■ Entries supplied:
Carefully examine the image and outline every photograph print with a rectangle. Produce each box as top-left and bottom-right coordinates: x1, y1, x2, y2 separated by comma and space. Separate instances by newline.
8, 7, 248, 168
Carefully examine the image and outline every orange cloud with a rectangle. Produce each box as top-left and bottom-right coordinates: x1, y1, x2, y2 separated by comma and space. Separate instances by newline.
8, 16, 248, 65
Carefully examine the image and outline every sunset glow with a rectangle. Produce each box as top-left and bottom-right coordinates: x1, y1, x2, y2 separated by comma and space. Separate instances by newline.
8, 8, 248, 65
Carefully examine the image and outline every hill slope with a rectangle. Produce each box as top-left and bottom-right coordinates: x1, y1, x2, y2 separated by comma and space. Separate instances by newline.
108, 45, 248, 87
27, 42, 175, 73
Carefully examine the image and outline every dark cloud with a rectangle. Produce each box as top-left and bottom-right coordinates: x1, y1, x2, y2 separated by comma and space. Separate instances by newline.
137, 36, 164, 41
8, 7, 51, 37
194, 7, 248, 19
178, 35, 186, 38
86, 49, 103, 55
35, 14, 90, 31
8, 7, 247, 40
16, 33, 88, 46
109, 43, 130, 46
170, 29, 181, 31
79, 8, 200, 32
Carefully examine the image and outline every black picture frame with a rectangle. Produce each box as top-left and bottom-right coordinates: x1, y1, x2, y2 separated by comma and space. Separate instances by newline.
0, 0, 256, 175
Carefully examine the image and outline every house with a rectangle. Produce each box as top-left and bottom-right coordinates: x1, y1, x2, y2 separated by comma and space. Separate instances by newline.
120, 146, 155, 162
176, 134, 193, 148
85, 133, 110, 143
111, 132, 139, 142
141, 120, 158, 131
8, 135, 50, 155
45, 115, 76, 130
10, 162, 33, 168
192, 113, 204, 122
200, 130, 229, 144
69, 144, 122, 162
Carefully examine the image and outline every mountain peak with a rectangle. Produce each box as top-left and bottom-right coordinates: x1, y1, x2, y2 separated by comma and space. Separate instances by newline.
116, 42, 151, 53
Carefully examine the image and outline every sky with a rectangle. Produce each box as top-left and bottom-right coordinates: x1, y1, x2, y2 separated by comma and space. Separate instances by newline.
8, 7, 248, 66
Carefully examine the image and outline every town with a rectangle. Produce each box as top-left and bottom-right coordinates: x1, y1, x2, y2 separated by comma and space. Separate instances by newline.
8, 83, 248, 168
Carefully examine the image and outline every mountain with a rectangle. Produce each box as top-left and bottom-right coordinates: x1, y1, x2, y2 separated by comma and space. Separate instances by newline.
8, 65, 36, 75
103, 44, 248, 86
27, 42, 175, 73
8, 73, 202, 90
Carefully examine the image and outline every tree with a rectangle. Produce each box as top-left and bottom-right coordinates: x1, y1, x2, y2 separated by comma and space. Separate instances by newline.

■ What is expected: Copy out all of the data above, swapping every "rectangle" for "bounding box" and keeping everything else the same.

■ Task result:
Carefully examine the image and outline every photograph print with a bounding box. Produce each box as top-left and bottom-right coordinates: x1, y1, x2, y2 separated by comma and space. Separate instances by newline.
8, 7, 248, 168
Carefully examine the image and outline every orange cloud with a bounding box. Produce each box as top-left and bottom-right coordinates: x1, y1, x2, y2 separated by comma and space. Separate instances by newline.
8, 16, 248, 65
Carefully examine the image and outline every sunset glow with a bounding box. Produce each box as top-left and bottom-right coordinates: x1, y1, x2, y2 separated by comma and space. Separate instances by newline.
8, 8, 248, 65
Carefully examine the image and outline every hill slope with a bounding box. Produce each box as top-left and bottom-right coordinates: x1, y1, x2, y2 separated by comma and space. Separate instances by newline.
108, 45, 248, 87
27, 42, 175, 73
Carefully examine the image and outline every dark cloud with a bounding box. Produce each box as top-left and bottom-right coordinates: x1, y1, x2, y2 separated by comma and space. Separate instances by newline.
137, 36, 164, 41
8, 7, 51, 37
194, 7, 248, 19
178, 35, 186, 38
86, 49, 103, 55
35, 14, 90, 31
8, 7, 247, 40
16, 33, 88, 46
109, 43, 130, 46
170, 29, 181, 31
79, 8, 200, 32
Carefully examine the image and outline every black picture frame with a bounding box. Produce each box as top-left and bottom-right coordinates: x1, y1, x2, y2 separated by comma and space. Separate instances by newline.
0, 0, 256, 175
Carefully examine the image and outline every house with a bounding box. Produce each box as top-left and bottom-right coordinates: x1, y1, x2, y2 separated by comma and space. Separate instances by newline.
120, 146, 155, 162
176, 134, 193, 148
85, 133, 110, 143
111, 132, 139, 142
141, 120, 158, 131
8, 135, 50, 155
45, 115, 76, 130
10, 162, 33, 168
192, 113, 204, 122
200, 130, 229, 144
69, 144, 122, 162
Carefully examine the image and outline every mountain peak with a bounding box. Produce each box as top-left and bottom-right coordinates: x1, y1, x2, y2 separated by comma and space. Separate instances by newline.
116, 42, 151, 53
Carefully examine the image and outline every sky with a bounding box. Produce each box as top-left and bottom-right coordinates: x1, y1, x2, y2 separated by comma and space. Separate instances by newline.
8, 7, 248, 66
Carefully examine the image and outline every town with a bounding box. Produce each box as top-left and bottom-right coordinates: x1, y1, x2, y2 separated by comma and space. Separate instances by newline.
8, 83, 248, 168
Carefully examine the image and outline every mountain with a bounding box. Produce each box as top-left and bottom-right coordinates: x1, y1, x2, y2 separated by comma and space. Separate instances by newline.
8, 65, 36, 75
103, 44, 248, 86
27, 42, 175, 73
8, 73, 202, 90
Carefully examine the image and outline every tree with a bounding box. Produce each box as top-left and bottom-right coordinates: x1, y1, x2, y2 separated by comma and space. Separate instances by newline.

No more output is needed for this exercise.